## WORK TO COMPLETE:
Your answer must be the lines from the start of the records through the line with "positive clicks: (140, 80)", exactly as written, without the pictures.

## TASK DATA:
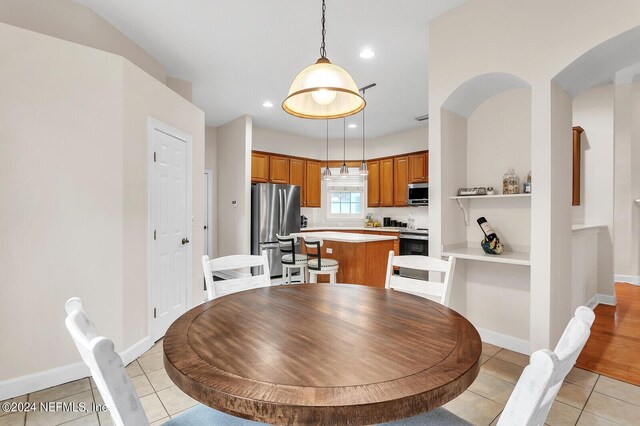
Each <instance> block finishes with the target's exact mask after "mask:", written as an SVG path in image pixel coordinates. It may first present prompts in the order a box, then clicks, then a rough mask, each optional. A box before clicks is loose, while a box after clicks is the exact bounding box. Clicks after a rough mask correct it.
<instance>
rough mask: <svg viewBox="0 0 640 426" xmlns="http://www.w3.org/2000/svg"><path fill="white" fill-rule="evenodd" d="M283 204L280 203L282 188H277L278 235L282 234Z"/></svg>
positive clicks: (283, 212) (280, 202)
mask: <svg viewBox="0 0 640 426" xmlns="http://www.w3.org/2000/svg"><path fill="white" fill-rule="evenodd" d="M283 209H284V206H283V205H282V189H278V235H282V217H283V213H284V212H283V211H282V210H283Z"/></svg>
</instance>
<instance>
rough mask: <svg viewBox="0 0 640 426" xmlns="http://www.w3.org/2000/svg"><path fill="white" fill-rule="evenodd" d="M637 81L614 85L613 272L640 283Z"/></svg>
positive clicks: (639, 103) (626, 278)
mask: <svg viewBox="0 0 640 426" xmlns="http://www.w3.org/2000/svg"><path fill="white" fill-rule="evenodd" d="M639 115H640V84H639V83H630V84H621V85H617V86H616V87H615V124H614V126H615V160H614V161H615V170H616V174H615V199H614V206H615V207H614V209H615V210H614V218H615V226H614V233H615V234H614V245H615V246H614V258H615V261H614V264H615V266H614V272H615V274H616V275H617V278H618V279H619V280H624V281H631V282H635V283H636V284H638V283H640V208H639V207H638V206H637V205H636V204H635V202H634V201H635V200H636V199H638V198H640V171H639V169H638V166H637V165H638V163H639V162H640V145H639V144H638V140H640V125H639V124H638V119H637V117H638V116H639Z"/></svg>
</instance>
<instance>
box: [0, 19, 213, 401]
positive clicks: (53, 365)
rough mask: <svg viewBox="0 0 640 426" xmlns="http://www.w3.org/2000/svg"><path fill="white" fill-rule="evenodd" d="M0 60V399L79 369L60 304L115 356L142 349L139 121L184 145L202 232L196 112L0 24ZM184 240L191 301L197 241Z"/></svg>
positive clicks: (140, 80) (145, 231) (145, 78)
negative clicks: (110, 344) (83, 316)
mask: <svg viewBox="0 0 640 426" xmlns="http://www.w3.org/2000/svg"><path fill="white" fill-rule="evenodd" d="M0 53H1V54H2V57H4V58H6V59H7V62H6V64H5V66H2V67H0V78H1V79H2V81H3V82H4V83H5V88H4V89H3V92H2V93H3V95H2V96H0V112H1V113H0V138H1V139H2V141H3V143H2V144H0V170H2V171H1V172H0V182H1V186H2V188H3V191H1V192H0V205H2V206H4V208H3V209H0V223H2V224H3V228H4V229H5V230H4V231H3V232H2V234H0V247H1V248H2V253H3V256H0V268H1V270H2V271H3V278H2V280H3V281H2V285H0V336H1V337H2V340H3V341H11V342H12V350H11V351H2V352H1V353H0V399H3V398H4V397H6V396H8V395H11V392H15V394H22V393H26V392H30V391H34V390H37V389H41V388H44V387H48V386H52V385H55V384H59V383H62V382H64V381H68V380H72V379H75V378H78V374H82V372H83V371H84V370H78V369H77V368H75V367H73V365H75V364H74V363H79V361H80V357H79V355H78V353H77V351H76V349H75V347H74V346H73V344H72V341H71V339H70V337H69V336H68V333H67V331H66V329H65V327H64V303H65V301H66V300H67V299H68V298H69V297H72V296H80V297H81V298H82V300H83V302H84V304H85V307H86V309H87V311H88V312H89V313H90V315H91V318H92V320H93V321H94V323H95V325H96V327H97V328H98V330H99V331H100V333H102V334H104V335H107V336H109V337H110V338H112V339H113V341H114V343H115V345H116V350H118V351H122V350H124V349H128V348H129V346H130V345H132V344H133V343H136V342H139V341H140V340H141V339H144V338H145V337H146V335H147V327H148V324H147V317H146V315H147V312H148V311H147V118H148V116H153V117H155V118H157V119H159V120H162V121H164V122H166V123H167V124H169V125H171V126H173V127H176V128H178V129H180V130H182V131H183V132H185V133H188V134H190V135H192V136H193V139H194V143H193V158H194V163H193V173H194V180H193V190H194V193H193V212H194V221H193V227H194V229H198V230H199V229H201V228H202V202H203V197H202V192H203V188H202V179H201V176H202V170H203V167H204V162H203V161H204V160H203V158H204V114H203V113H202V111H200V110H198V109H197V108H195V107H194V106H193V105H191V104H189V103H188V102H187V101H186V100H184V99H183V98H182V97H180V96H178V95H177V94H175V93H174V92H172V91H171V90H169V89H168V88H166V87H165V86H164V85H162V84H161V83H160V82H158V81H157V80H155V79H154V78H152V77H150V76H149V75H148V74H146V73H144V72H143V71H141V70H140V69H138V68H137V67H136V66H134V65H132V64H131V63H129V62H128V61H126V60H123V58H122V57H119V56H116V55H112V54H110V53H106V52H101V51H99V50H96V49H90V48H87V47H84V46H81V45H79V44H75V43H69V42H67V41H64V40H60V39H57V38H52V37H49V36H45V35H41V34H37V33H35V32H31V31H26V30H23V29H19V28H17V27H13V26H10V25H5V24H0ZM97 100H99V101H97ZM7 206H11V208H7ZM192 241H193V265H192V266H193V289H194V292H193V294H194V301H195V302H198V301H199V300H196V296H197V295H198V294H200V295H202V291H201V290H202V286H201V283H202V274H201V269H200V266H199V265H200V256H201V255H202V249H201V247H202V236H201V233H200V232H198V233H196V232H194V235H193V240H192ZM196 289H198V290H199V293H198V292H196V291H195V290H196ZM52 348H54V349H55V350H52ZM43 354H46V356H43ZM78 365H79V364H78ZM26 375H30V376H28V377H26Z"/></svg>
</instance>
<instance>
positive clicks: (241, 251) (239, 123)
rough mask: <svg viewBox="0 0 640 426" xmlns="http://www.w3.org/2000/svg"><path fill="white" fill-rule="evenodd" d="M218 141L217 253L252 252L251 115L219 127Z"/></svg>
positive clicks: (237, 119)
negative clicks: (251, 191)
mask: <svg viewBox="0 0 640 426" xmlns="http://www.w3.org/2000/svg"><path fill="white" fill-rule="evenodd" d="M217 145H218V160H217V164H218V182H219V183H218V205H217V210H218V255H219V256H227V255H231V254H250V253H251V241H250V238H251V117H250V116H247V115H244V116H242V117H240V118H237V119H235V120H233V121H231V122H229V123H227V124H225V125H223V126H220V127H218V132H217ZM234 202H235V204H234ZM234 206H235V207H234Z"/></svg>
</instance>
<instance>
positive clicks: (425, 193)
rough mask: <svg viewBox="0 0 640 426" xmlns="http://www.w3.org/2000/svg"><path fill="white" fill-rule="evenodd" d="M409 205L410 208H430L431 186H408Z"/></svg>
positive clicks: (423, 184)
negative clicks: (429, 188) (429, 200)
mask: <svg viewBox="0 0 640 426" xmlns="http://www.w3.org/2000/svg"><path fill="white" fill-rule="evenodd" d="M407 204H409V205H410V206H428V205H429V184H428V183H410V184H409V185H407Z"/></svg>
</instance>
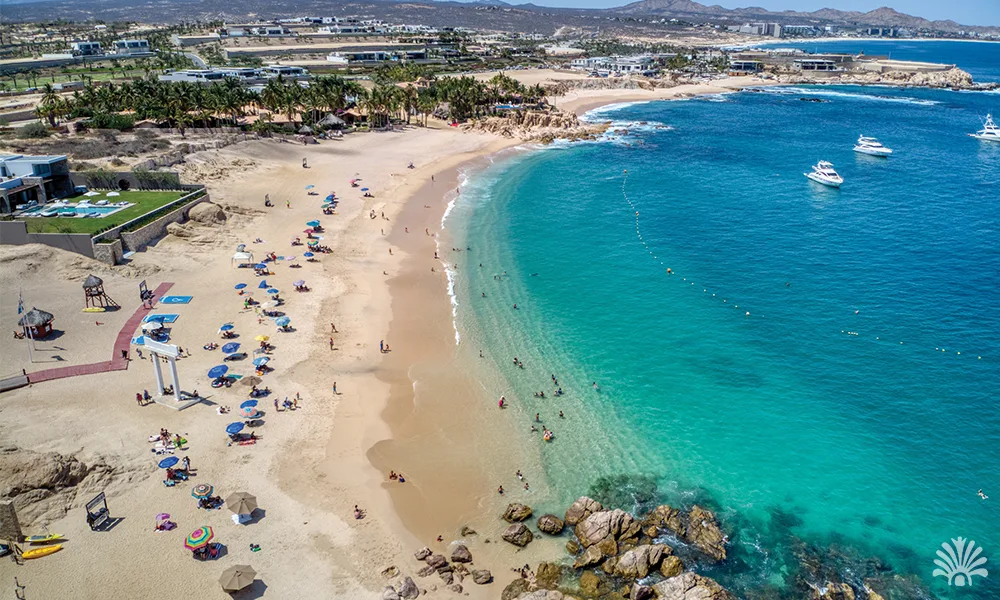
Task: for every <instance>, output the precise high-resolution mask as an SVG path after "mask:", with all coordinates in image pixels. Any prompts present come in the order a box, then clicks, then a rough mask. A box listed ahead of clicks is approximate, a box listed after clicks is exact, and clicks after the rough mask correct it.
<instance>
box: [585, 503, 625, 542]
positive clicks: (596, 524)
mask: <svg viewBox="0 0 1000 600" xmlns="http://www.w3.org/2000/svg"><path fill="white" fill-rule="evenodd" d="M633 528H634V531H632V529H633ZM638 532H639V525H638V523H636V522H635V521H634V520H633V519H632V515H630V514H628V513H627V512H625V511H623V510H621V509H617V508H616V509H615V510H602V511H599V512H596V513H594V514H592V515H590V516H589V517H587V518H586V519H584V520H582V521H580V522H579V523H577V525H576V537H577V538H578V539H579V540H580V543H581V544H583V546H584V548H586V547H588V546H592V545H594V544H596V543H598V542H600V541H601V540H603V539H605V538H607V537H608V536H611V537H612V538H616V539H617V538H618V537H631V535H629V534H630V533H631V534H632V535H635V534H637V533H638Z"/></svg>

## COMPLETED EXERCISE:
Each <instance> block finishes with the target's exact mask after "mask:", written as an SVG path in image pixel coordinates. It may first present prompts in the order a box, then clicks, then a rough mask, each optional. A box before clicks is loose, while a box after clicks is the exact bounding box. Clicks after a rough mask correct it.
<instance>
rough mask: <svg viewBox="0 0 640 426" xmlns="http://www.w3.org/2000/svg"><path fill="white" fill-rule="evenodd" d="M283 204L280 203L282 188H277L278 235L282 234Z"/></svg>
positive clicks: (283, 212) (280, 202)
mask: <svg viewBox="0 0 640 426" xmlns="http://www.w3.org/2000/svg"><path fill="white" fill-rule="evenodd" d="M283 209H284V206H283V205H282V189H278V235H282V217H283V213H284V212H283V211H282V210H283Z"/></svg>
</instance>
<instance>
rough mask: <svg viewBox="0 0 640 426" xmlns="http://www.w3.org/2000/svg"><path fill="white" fill-rule="evenodd" d="M637 81L614 85L613 272L640 283Z"/></svg>
positive clicks: (639, 103) (626, 278)
mask: <svg viewBox="0 0 640 426" xmlns="http://www.w3.org/2000/svg"><path fill="white" fill-rule="evenodd" d="M639 115H640V84H639V83H630V84H621V85H617V86H616V87H615V124H614V126H615V160H614V161H615V170H616V174H615V199H614V206H615V207H614V209H615V210H614V218H615V226H614V233H615V234H614V245H615V246H614V258H615V261H614V264H615V266H614V272H615V274H616V275H617V278H618V279H619V280H624V281H631V282H635V283H636V284H638V283H640V208H639V207H638V206H637V205H636V204H635V202H634V201H635V200H636V199H638V198H640V171H639V169H638V166H637V165H638V163H639V162H640V145H639V144H638V140H640V125H639V124H638V119H637V117H638V116H639Z"/></svg>
</instance>
<instance>
box: [0, 19, 213, 401]
positive clicks: (53, 365)
rough mask: <svg viewBox="0 0 640 426" xmlns="http://www.w3.org/2000/svg"><path fill="white" fill-rule="evenodd" d="M0 60V399L79 369L60 304L115 356L142 349L139 121L184 145L202 232L196 112L0 24ZM184 240L191 301L197 241Z"/></svg>
positive clicks: (140, 80) (145, 231) (145, 78)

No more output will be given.